■ What you should do: Copy the lines exactly, starting at the line that contains "tag: white t-shirt" and continuing through the final line, with both ends included. Leave the pictures out of your copy.

— start Working data —

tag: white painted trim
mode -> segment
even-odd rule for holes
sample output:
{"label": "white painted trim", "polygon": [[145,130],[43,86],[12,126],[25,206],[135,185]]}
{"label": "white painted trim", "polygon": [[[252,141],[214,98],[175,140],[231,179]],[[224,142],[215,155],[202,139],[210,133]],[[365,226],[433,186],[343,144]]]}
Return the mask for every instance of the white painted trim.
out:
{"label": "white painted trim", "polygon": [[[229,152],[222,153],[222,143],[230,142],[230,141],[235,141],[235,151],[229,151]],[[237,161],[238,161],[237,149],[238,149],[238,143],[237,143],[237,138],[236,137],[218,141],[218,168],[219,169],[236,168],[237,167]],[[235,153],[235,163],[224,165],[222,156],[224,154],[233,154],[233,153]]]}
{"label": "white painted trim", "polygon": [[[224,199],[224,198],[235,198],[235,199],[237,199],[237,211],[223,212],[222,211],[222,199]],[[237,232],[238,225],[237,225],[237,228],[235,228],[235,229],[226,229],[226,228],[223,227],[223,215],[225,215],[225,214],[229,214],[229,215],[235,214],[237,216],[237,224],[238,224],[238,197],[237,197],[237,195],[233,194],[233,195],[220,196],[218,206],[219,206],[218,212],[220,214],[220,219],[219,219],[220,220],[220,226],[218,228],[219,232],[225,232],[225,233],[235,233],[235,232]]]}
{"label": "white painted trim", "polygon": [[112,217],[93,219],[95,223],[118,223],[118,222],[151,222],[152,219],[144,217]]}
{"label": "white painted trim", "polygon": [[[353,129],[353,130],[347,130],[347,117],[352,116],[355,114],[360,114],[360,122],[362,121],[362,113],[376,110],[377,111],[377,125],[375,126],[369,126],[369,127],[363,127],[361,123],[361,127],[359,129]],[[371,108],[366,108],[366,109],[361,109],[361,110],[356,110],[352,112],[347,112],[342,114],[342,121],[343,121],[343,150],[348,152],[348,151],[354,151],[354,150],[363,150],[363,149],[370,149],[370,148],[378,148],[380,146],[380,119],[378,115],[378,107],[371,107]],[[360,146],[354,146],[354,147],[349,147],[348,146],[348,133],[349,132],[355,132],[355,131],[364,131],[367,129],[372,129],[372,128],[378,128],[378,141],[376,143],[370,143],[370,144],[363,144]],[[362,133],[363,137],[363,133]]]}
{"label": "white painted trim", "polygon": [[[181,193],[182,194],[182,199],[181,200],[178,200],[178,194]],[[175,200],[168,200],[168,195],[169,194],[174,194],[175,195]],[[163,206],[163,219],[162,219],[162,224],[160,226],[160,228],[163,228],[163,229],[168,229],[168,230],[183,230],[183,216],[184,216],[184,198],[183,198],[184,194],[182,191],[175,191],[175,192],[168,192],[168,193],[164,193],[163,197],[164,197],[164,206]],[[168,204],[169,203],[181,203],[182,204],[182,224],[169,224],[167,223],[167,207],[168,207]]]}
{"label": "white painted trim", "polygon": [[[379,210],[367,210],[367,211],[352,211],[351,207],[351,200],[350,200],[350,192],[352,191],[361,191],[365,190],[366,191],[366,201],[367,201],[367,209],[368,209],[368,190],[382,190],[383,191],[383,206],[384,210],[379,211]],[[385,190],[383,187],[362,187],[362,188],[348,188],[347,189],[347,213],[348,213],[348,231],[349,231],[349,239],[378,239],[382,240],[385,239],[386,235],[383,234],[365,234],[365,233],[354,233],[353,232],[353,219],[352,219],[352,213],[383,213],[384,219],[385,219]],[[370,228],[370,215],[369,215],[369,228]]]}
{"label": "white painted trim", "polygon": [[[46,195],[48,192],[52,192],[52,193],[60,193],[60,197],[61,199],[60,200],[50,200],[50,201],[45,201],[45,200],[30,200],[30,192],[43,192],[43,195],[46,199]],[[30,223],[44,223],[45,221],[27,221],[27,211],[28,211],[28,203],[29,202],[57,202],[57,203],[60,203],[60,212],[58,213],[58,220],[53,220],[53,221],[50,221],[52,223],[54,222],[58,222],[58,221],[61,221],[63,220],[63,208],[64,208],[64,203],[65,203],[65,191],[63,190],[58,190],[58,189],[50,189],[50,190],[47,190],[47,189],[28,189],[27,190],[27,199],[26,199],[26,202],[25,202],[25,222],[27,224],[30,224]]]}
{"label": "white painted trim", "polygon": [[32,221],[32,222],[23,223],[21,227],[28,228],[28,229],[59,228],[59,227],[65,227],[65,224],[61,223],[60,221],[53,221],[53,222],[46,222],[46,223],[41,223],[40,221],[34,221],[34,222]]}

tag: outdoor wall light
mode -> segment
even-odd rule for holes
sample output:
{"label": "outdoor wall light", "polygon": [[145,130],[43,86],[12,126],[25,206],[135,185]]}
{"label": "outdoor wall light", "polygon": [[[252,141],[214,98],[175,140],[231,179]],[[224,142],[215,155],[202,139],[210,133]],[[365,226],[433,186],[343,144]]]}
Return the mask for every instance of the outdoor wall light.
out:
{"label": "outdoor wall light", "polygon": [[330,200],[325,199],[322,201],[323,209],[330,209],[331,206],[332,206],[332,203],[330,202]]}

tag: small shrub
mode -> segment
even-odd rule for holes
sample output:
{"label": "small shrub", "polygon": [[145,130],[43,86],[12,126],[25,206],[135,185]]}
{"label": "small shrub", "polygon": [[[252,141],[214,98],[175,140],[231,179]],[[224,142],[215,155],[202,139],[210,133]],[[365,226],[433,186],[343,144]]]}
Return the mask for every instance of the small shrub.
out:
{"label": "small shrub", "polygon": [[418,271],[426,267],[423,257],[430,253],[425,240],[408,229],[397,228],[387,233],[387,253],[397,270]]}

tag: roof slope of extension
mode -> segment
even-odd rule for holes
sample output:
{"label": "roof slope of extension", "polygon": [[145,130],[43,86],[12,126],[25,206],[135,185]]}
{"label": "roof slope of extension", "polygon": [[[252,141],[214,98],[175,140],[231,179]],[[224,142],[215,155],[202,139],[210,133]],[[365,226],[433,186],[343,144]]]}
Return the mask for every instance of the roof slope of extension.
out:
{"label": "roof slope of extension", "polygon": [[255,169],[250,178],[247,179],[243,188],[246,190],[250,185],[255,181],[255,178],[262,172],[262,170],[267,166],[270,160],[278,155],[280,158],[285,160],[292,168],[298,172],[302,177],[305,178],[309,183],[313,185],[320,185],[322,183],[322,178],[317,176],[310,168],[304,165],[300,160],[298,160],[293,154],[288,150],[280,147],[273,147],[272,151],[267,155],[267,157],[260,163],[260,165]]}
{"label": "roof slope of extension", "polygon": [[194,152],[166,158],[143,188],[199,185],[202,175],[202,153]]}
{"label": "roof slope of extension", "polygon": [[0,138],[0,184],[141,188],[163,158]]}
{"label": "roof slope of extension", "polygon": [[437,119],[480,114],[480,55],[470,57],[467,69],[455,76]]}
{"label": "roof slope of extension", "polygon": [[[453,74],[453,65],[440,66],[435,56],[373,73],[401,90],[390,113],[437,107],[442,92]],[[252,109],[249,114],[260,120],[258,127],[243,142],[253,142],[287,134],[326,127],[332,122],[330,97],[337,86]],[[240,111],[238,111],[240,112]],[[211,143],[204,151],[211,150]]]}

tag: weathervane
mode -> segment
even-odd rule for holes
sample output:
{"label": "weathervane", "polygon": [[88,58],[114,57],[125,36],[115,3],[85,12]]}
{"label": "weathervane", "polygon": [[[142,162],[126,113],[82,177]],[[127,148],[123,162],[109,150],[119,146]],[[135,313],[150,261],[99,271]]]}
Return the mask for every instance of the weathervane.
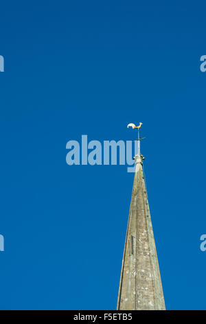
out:
{"label": "weathervane", "polygon": [[136,139],[136,141],[138,141],[137,155],[140,155],[140,140],[145,139],[145,137],[139,137],[139,128],[141,128],[141,125],[142,125],[142,123],[139,123],[139,125],[138,126],[136,126],[133,123],[130,123],[128,124],[128,125],[127,125],[128,128],[129,127],[132,127],[133,130],[135,130],[135,128],[138,130],[138,139]]}

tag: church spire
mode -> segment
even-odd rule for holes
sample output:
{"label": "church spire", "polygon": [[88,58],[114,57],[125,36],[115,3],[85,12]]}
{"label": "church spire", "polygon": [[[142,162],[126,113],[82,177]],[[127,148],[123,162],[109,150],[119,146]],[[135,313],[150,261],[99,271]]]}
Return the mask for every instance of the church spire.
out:
{"label": "church spire", "polygon": [[140,153],[135,156],[135,174],[119,287],[117,310],[165,310],[159,263]]}

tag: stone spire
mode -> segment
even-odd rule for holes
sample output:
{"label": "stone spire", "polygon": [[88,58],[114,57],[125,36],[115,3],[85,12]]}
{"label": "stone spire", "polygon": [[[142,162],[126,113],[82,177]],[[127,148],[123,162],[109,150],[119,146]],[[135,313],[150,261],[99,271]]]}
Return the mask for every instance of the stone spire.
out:
{"label": "stone spire", "polygon": [[139,134],[138,141],[117,309],[163,310],[165,306],[142,170],[144,158],[140,154]]}

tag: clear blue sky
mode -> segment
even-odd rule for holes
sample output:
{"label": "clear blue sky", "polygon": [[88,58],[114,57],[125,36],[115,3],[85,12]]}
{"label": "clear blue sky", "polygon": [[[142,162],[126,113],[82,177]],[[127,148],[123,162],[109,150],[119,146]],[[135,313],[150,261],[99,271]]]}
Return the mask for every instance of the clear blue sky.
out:
{"label": "clear blue sky", "polygon": [[205,310],[205,1],[3,1],[0,309],[116,307],[133,174],[66,143],[142,143],[167,309]]}

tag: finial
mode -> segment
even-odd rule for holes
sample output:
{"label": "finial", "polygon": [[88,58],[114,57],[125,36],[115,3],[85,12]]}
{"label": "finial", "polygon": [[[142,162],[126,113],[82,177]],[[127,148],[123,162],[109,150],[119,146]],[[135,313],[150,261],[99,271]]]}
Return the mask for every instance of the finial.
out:
{"label": "finial", "polygon": [[136,126],[135,124],[133,124],[133,123],[130,123],[129,124],[128,124],[127,125],[127,128],[128,128],[129,127],[132,127],[133,129],[137,129],[138,130],[138,139],[137,139],[137,141],[138,141],[138,151],[137,151],[137,155],[140,155],[140,140],[141,139],[143,139],[144,137],[143,138],[139,138],[139,128],[141,128],[142,125],[142,123],[139,123],[139,125],[138,126]]}
{"label": "finial", "polygon": [[142,123],[139,123],[139,126],[135,126],[135,124],[133,124],[133,123],[130,123],[128,124],[127,128],[128,128],[129,127],[132,127],[132,128],[133,128],[133,130],[134,130],[135,128],[137,128],[137,130],[138,130],[138,131],[139,131],[139,128],[140,128],[141,126],[141,125],[142,125]]}

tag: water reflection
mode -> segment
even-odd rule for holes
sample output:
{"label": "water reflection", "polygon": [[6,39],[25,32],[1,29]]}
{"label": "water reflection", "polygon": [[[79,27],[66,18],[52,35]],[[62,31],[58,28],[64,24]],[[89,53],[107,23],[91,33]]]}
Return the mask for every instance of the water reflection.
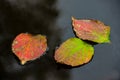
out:
{"label": "water reflection", "polygon": [[[53,51],[61,40],[56,19],[56,0],[0,0],[0,80],[69,80],[69,70],[57,70]],[[21,32],[44,34],[49,51],[22,66],[11,51]]]}

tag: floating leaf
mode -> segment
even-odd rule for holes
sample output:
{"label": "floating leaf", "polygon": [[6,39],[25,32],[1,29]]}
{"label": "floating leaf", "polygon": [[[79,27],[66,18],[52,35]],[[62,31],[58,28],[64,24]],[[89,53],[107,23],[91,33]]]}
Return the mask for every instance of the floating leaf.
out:
{"label": "floating leaf", "polygon": [[20,59],[22,65],[40,57],[46,48],[46,37],[40,34],[33,36],[28,33],[21,33],[12,43],[12,51]]}
{"label": "floating leaf", "polygon": [[109,43],[110,27],[98,20],[77,20],[72,17],[72,25],[76,35],[96,43]]}
{"label": "floating leaf", "polygon": [[55,51],[54,58],[58,63],[78,66],[88,63],[93,54],[92,45],[78,38],[70,38]]}

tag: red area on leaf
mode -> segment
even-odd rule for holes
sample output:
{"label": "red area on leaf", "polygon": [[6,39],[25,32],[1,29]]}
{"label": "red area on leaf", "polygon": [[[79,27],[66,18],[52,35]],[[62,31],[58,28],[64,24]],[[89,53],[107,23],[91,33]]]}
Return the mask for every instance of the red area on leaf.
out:
{"label": "red area on leaf", "polygon": [[40,57],[47,48],[47,40],[43,35],[32,36],[28,33],[19,34],[12,44],[12,51],[24,64]]}

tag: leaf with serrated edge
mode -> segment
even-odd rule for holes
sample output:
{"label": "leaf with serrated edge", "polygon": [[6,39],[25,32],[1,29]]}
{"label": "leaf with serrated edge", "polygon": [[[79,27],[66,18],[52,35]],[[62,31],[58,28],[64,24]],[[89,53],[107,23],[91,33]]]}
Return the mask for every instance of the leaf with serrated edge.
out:
{"label": "leaf with serrated edge", "polygon": [[96,43],[110,42],[110,27],[98,20],[77,20],[72,17],[72,25],[76,35]]}
{"label": "leaf with serrated edge", "polygon": [[39,58],[47,48],[47,39],[43,35],[19,34],[12,43],[12,51],[21,64]]}
{"label": "leaf with serrated edge", "polygon": [[58,63],[79,66],[88,63],[94,54],[92,45],[78,39],[70,38],[55,51],[54,58]]}

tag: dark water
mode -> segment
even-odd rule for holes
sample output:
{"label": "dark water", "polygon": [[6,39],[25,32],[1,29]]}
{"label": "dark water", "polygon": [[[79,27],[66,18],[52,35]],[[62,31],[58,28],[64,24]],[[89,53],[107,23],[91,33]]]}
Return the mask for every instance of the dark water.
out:
{"label": "dark water", "polygon": [[[56,64],[55,48],[74,37],[71,16],[111,26],[111,44],[95,45],[92,61],[66,68]],[[120,80],[119,0],[0,0],[0,80]],[[49,50],[24,66],[11,51],[22,32],[43,34]]]}

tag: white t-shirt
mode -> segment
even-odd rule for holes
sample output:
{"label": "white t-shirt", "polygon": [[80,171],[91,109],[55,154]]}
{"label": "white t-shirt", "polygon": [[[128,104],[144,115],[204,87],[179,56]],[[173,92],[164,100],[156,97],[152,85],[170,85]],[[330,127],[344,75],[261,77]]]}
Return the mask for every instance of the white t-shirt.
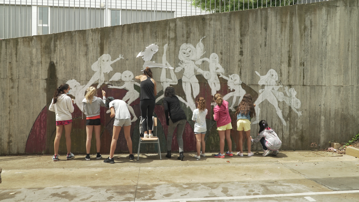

— end Working data —

■ Correct result:
tag: white t-shirt
mode -> segment
even-odd rule for holes
sample output:
{"label": "white t-shirt", "polygon": [[80,171],[91,109],[55,154]]}
{"label": "white t-shirt", "polygon": [[[128,104],[144,115],[204,87],[179,56]],[[173,92],[164,100],[156,97],[152,85],[170,85]],[[330,127],[344,75],[261,77]]]}
Return the mask for every instance of the white t-shirt.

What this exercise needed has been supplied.